> **GIVEN EXERCISE**: Starting with the line that contains "on the roadside", set down each line through the end of the entries below, exactly and with nothing added.

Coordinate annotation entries
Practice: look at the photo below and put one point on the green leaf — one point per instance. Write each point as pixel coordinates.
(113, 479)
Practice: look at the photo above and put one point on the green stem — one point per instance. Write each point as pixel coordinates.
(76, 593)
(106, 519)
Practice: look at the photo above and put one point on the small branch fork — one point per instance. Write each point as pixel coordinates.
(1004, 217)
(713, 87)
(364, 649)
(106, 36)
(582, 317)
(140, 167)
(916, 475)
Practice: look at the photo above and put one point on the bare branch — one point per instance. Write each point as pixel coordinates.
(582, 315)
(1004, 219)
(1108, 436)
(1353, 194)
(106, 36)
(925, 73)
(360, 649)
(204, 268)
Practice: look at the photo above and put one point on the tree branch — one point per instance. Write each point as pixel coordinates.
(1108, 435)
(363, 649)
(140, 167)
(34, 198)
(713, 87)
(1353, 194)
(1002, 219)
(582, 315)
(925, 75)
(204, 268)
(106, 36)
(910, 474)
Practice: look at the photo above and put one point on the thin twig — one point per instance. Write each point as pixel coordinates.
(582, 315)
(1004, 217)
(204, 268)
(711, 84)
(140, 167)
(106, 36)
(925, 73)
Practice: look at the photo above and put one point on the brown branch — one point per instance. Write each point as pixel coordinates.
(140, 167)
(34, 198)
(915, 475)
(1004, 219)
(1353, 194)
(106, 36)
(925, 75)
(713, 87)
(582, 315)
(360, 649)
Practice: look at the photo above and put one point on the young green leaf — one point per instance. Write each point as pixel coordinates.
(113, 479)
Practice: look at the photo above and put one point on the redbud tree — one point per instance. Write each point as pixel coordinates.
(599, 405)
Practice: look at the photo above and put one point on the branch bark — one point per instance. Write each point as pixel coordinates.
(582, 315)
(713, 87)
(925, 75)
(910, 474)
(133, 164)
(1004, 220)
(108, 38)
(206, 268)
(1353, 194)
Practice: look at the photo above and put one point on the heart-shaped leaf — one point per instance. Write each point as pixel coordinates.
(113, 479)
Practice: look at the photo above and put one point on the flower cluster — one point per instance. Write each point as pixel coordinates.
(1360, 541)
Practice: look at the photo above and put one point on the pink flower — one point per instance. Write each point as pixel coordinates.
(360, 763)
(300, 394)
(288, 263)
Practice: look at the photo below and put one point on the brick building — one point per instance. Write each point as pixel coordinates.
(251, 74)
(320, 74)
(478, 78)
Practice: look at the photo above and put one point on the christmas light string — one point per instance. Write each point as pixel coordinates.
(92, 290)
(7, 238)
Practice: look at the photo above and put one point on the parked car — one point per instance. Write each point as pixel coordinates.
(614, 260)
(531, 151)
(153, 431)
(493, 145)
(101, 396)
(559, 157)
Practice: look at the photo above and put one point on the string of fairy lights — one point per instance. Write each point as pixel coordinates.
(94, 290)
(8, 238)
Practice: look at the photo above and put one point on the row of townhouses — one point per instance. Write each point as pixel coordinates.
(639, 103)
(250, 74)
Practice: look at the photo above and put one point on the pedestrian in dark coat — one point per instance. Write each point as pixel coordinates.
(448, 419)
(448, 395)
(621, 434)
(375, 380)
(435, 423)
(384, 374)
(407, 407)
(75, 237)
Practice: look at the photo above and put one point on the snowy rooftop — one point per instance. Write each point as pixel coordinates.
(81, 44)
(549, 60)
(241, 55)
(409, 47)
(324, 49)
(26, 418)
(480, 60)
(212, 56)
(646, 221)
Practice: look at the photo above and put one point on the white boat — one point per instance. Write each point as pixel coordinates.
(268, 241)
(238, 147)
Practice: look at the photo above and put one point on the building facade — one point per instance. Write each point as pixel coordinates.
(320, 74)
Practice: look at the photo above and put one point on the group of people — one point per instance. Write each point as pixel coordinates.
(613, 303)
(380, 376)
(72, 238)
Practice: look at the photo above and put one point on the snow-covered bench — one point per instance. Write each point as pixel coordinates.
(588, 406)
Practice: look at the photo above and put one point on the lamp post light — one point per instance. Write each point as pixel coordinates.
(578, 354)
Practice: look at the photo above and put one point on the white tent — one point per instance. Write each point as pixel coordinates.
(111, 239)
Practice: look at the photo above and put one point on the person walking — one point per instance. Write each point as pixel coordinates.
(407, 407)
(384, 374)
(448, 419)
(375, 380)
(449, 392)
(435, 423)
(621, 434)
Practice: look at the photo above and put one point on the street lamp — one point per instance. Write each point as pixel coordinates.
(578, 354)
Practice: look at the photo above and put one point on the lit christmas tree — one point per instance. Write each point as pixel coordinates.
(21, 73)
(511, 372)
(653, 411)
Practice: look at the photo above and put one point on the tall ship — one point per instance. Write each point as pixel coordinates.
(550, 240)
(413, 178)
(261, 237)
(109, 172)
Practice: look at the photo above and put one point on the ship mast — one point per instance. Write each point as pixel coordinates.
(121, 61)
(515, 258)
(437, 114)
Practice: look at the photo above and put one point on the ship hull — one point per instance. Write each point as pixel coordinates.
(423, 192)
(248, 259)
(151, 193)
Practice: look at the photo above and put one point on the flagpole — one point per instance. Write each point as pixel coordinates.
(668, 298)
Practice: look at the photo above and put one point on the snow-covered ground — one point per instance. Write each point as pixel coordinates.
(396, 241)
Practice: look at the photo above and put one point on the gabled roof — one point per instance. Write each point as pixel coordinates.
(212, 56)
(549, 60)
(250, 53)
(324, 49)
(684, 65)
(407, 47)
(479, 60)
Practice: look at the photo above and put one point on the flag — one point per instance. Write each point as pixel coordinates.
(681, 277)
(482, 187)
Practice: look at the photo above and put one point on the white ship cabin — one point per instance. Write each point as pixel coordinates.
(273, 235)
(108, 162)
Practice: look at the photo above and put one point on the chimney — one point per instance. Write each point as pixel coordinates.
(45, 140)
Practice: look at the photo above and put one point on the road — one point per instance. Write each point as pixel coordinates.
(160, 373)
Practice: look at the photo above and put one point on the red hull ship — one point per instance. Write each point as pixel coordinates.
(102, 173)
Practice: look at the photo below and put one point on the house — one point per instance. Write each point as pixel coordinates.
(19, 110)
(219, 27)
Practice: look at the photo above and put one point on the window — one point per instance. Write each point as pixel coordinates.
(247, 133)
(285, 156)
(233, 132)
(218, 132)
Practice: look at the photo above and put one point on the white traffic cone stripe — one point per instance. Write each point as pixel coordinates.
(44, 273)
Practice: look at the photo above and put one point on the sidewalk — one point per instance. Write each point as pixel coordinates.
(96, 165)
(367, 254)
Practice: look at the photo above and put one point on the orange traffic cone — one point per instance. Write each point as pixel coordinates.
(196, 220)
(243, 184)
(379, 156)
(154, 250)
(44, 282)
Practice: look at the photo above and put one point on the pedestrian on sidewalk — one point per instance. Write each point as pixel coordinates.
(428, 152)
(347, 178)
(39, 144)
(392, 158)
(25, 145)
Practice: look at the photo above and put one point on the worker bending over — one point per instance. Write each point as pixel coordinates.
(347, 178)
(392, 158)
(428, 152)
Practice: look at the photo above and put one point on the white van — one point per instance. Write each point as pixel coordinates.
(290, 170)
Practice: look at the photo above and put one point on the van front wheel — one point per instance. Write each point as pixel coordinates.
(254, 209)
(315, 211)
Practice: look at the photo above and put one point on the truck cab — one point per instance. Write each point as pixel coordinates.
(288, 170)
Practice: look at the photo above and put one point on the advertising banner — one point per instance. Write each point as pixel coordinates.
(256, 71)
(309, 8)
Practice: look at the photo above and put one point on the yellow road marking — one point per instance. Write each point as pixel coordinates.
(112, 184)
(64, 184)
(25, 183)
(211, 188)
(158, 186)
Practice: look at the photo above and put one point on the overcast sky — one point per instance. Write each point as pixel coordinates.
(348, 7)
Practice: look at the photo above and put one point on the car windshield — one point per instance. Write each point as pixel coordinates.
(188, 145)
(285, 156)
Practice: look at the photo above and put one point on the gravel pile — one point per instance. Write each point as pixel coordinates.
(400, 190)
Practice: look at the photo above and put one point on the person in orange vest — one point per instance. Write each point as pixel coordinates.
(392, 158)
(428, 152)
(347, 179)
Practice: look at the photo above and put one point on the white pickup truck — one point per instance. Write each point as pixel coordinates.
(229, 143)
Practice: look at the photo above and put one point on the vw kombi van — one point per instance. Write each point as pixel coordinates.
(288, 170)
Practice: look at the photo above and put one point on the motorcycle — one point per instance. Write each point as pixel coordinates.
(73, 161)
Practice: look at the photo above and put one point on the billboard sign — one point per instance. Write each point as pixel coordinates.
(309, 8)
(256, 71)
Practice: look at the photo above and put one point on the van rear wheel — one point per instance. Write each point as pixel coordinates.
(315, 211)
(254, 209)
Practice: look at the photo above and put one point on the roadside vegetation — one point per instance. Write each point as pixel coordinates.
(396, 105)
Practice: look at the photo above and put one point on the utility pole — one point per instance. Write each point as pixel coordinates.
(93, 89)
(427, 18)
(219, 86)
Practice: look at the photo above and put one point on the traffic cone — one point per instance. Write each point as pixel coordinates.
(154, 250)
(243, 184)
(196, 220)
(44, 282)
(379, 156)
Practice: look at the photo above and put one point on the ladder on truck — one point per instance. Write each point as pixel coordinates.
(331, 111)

> **RESULT FOR THIS EXERCISE**:
Practice: look at the photo above and put one point on the roadside vegetation — one point per instance. Write each point as pixel coordinates.
(396, 105)
Practice: look at the photo above and put one point on the utility pole — one point per instance. Write each point as pixel coordinates.
(93, 89)
(427, 18)
(219, 86)
Practice: look at the photo above and put one point on the traffic cone — one point per instance. Write each point as pixel coordinates.
(154, 250)
(243, 184)
(196, 220)
(44, 282)
(379, 156)
Practice: look at the photo above and put one point on the ladder on truck — one point per instance. Write each point as pixel coordinates.
(331, 111)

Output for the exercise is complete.